** Record set follows **

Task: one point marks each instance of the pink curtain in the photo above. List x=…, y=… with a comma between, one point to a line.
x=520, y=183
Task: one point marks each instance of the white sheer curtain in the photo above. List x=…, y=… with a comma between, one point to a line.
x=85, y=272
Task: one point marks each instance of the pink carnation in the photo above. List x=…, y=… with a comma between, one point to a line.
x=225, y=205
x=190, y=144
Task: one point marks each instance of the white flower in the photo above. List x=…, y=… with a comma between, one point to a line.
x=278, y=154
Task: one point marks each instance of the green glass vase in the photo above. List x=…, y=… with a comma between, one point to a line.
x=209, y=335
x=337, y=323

** End of Record set **
** Record set follows **

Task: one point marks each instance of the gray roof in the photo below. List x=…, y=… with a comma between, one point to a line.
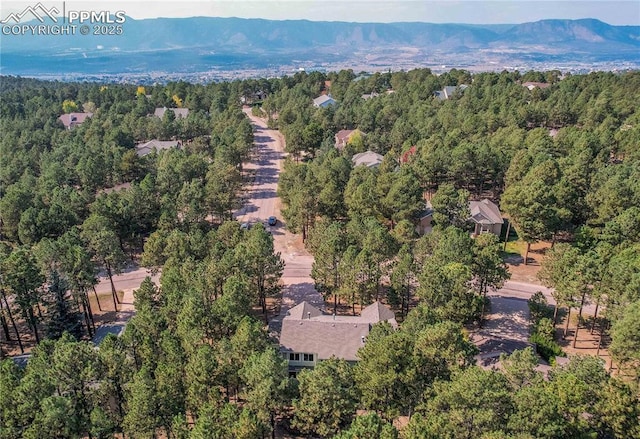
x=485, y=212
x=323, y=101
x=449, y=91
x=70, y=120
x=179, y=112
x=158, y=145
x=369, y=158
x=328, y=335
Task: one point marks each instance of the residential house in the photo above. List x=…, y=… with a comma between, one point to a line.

** End of Record set **

=== Aim of the task ===
From the line holding "Task: one point marks each instance of the gray" to the line holding "Task: one point marks each instance of the residential", both included, retype the entries above exactly and drop the pictures.

=== Written response ===
Task: one point marks each instance of the gray roof in the photo below. List x=…, y=… with a comma between, one point to a line.
x=485, y=212
x=323, y=101
x=449, y=91
x=70, y=120
x=179, y=112
x=158, y=145
x=369, y=158
x=328, y=335
Task: one point marks each instance of the residential house in the photo above. List x=…, y=… with a comma between, one point to a line.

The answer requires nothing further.